◆ Exercise aim
Go through the records below and set each one down exactly, leaving out any pictures.

◆ Working data
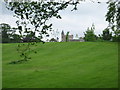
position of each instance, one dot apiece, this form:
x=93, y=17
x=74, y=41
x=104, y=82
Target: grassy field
x=63, y=65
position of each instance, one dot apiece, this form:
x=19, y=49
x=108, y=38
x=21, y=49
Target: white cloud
x=76, y=22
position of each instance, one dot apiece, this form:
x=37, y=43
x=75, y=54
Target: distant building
x=70, y=38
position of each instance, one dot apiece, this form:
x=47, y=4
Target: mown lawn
x=63, y=65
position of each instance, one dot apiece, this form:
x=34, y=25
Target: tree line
x=105, y=36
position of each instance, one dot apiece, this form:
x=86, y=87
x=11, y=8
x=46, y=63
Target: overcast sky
x=76, y=22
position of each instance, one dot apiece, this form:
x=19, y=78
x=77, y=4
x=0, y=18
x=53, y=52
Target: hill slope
x=63, y=65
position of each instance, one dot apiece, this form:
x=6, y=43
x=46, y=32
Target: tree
x=89, y=34
x=113, y=17
x=106, y=34
x=36, y=14
x=67, y=36
x=5, y=30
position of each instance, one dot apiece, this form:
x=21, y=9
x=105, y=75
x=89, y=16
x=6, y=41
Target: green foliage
x=36, y=14
x=63, y=65
x=5, y=29
x=106, y=35
x=113, y=17
x=89, y=34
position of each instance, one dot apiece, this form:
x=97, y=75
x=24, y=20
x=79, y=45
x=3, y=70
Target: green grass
x=63, y=65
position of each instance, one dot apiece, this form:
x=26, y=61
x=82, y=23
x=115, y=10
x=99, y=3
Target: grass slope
x=63, y=65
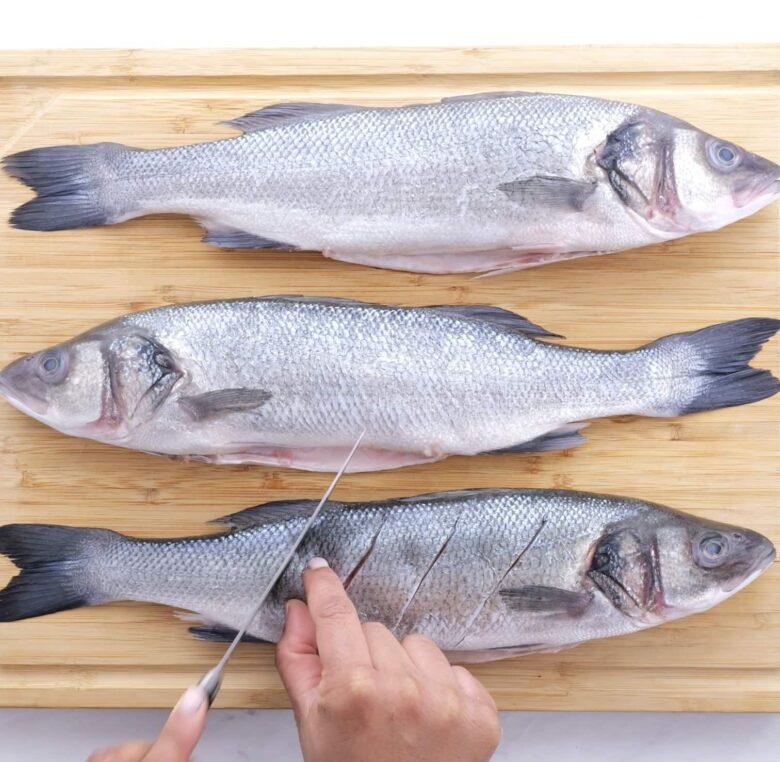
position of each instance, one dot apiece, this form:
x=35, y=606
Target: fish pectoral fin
x=216, y=633
x=547, y=600
x=238, y=239
x=549, y=191
x=562, y=438
x=496, y=316
x=286, y=113
x=222, y=401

◆ Solution below
position of each instance, one dot apiece, this form:
x=93, y=17
x=74, y=41
x=104, y=82
Target: grassy field
x=63, y=65
position of each instance, one dot apiece, this form:
x=19, y=49
x=108, y=38
x=21, y=49
Target: white cloud
x=76, y=22
position of each instance, one dot apiece, this form:
x=37, y=43
x=75, y=54
Target: distant building
x=70, y=38
position of each instance, one dot apiece, this form:
x=47, y=4
Target: mown lawn
x=63, y=65
position of each instance, one dot apiece, this form:
x=34, y=25
Target: tree line
x=105, y=36
position of each instance, one dot apiece, this form:
x=86, y=87
x=11, y=8
x=46, y=63
Target: overcast sky
x=76, y=22
position of each instance, one dot apiece, this form:
x=19, y=78
x=77, y=4
x=0, y=18
x=53, y=52
Target: hill slope
x=63, y=65
position of each instance, one dot apiece, this form:
x=6, y=43
x=46, y=32
Target: tree
x=89, y=34
x=113, y=17
x=106, y=34
x=36, y=14
x=67, y=36
x=5, y=30
position of each instance, one dot apiece, this form:
x=21, y=9
x=105, y=75
x=89, y=16
x=6, y=41
Target: green foliage
x=36, y=14
x=63, y=65
x=5, y=29
x=106, y=35
x=113, y=17
x=89, y=34
position of each instance, one dot apiece, this form:
x=97, y=75
x=24, y=20
x=79, y=45
x=3, y=70
Target: green grass
x=63, y=65
position of each instance, one dot apiece, this form:
x=26, y=61
x=82, y=23
x=115, y=10
x=99, y=3
Target: grass slope
x=63, y=65
position of each instance, one dot apiece, this form:
x=35, y=606
Target: fish pectoral fin
x=216, y=633
x=547, y=600
x=238, y=239
x=549, y=191
x=562, y=438
x=496, y=316
x=286, y=113
x=222, y=401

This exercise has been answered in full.